Task list ::
**a)** According to the RGAN package help page, which two neural networks make up a GAN?
**b)** Write a continuation of the RGAN package help page, starting after its last sentence.

[Begin Text passage]

Help for package RGAN

Title:

Generative Adversarial Nets (GAN) in R

Version:

0.1.1

Description:

An easy way to get started with Generative Adversarial Nets (GAN) in R. The GAN algorithm was initially described by Goodfellow et al. 2014 https://proceedings.neurips.cc/paper/2014/file/5ca3e9b122f61f8f06494c97b1afccf3-Paper.pdf. A GAN can be used to learn the joint distribution of complex data by comparison. A GAN consists of two neural networks a Generator and a Discriminator, where the two neural networks play an adversarial minimax game. Built-in GAN models make the training of GANs in R possible in one line and make it easy to experiment with different design choices (e.g. different network architectures, value functions, optimizers). The built-in GAN models work with tabular data (e.g. to produce synthetic data) and image data. Methods to post-process the output of GAN models to enhance the quality of samples are available.

[End Text passage]
[Begin Provided records]

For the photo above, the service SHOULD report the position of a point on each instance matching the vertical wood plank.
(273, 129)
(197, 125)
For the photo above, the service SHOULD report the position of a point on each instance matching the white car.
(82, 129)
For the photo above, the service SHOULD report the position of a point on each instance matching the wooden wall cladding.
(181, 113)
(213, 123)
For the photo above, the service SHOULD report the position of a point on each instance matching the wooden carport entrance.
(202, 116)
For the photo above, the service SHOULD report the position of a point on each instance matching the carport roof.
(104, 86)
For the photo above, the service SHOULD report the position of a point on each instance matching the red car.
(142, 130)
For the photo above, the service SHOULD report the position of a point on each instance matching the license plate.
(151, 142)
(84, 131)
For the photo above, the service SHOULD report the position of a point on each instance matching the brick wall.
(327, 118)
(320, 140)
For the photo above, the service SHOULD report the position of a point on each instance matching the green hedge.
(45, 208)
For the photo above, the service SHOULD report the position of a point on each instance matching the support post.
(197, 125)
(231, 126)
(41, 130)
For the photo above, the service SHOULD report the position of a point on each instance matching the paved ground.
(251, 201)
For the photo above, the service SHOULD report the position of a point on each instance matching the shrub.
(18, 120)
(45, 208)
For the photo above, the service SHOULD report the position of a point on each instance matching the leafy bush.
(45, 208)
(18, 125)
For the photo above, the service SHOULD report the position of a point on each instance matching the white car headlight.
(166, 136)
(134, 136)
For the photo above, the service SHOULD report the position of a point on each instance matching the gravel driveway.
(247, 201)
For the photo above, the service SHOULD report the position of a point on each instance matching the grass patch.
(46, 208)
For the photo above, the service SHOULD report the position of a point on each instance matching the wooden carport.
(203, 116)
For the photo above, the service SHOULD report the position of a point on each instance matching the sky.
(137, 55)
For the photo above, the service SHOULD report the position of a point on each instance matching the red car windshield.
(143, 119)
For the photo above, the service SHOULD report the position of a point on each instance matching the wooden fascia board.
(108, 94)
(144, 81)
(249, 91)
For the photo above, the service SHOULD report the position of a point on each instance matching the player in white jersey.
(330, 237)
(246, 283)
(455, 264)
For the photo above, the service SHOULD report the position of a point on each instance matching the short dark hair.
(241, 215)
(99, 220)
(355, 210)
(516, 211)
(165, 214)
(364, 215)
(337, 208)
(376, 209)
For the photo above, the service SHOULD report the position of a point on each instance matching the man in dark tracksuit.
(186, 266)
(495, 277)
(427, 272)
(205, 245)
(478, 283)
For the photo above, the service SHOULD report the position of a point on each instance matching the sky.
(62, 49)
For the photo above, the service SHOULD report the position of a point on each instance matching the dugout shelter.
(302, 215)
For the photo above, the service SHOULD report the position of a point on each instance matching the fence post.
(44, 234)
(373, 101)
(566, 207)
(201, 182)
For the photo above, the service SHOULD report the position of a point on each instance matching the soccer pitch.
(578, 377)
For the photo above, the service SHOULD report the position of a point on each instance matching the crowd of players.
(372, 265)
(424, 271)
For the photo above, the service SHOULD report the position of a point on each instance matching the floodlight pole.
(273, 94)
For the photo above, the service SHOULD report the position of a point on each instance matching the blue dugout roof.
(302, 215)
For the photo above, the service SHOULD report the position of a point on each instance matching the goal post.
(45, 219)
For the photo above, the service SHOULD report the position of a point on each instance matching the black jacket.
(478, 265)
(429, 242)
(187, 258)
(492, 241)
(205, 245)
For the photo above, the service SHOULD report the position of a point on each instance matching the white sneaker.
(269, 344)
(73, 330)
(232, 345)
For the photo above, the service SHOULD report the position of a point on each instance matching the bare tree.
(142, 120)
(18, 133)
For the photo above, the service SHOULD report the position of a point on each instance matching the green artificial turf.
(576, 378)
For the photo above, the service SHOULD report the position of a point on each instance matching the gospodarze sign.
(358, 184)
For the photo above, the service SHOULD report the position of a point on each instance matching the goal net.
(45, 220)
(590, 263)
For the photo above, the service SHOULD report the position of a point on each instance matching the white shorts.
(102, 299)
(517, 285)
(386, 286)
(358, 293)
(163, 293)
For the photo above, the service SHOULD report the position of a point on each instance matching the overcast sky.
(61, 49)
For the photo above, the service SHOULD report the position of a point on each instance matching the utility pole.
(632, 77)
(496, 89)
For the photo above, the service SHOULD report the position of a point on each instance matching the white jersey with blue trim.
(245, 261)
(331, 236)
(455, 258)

[End Provided records]

Outputs ::
**a)** A Generator and a Discriminator.

**b)**
License:

MIT + file LICENSE

URL:

https://github.com/mneunhoe/RGAN

BugReports:

https://github.com/mneunhoe/RGAN/issues

Encoding:

UTF-8

RoxygenNote:

7.1.2

Imports:

cli, torch, viridis

NeedsCompilation:

Packaged:

2022-03-28 21:25:13 UTC; marcelneunhoeffer

Author:

Marcel Neunhoeffer

[aut, cre]

Maintainer:

Marcel Neunhoeffer <marcel.neunhoeffer@gmail.com>

Repository:

CRAN

Date/Publication:

2022-03-29 18:30:06 UTC

DCGAN Discriminator

Description

Provides a torch::nn_module with a simple deep convolutional neural net architecture, for use as the default architecture for image data in RGAN. Architecture inspired by: https://pytorch.org/tutorials/beginner/dcgan_faces_tutorial.html

Usage

DCGAN_Discriminator(
  number_channels = 3,
  ndf = 64,
  dropout_rate = 0.5,
  sigmoid = FALSE
)

Arguments

number_channels

The number of channels in the image (RGB is 3 channels)

ndf

The number of feature maps in discriminator

dropout_rate

The dropout rate for each hidden layer

sigmoid

Switch between a sigmoid and linear output layer (the sigmoid is needed for the original GAN value function)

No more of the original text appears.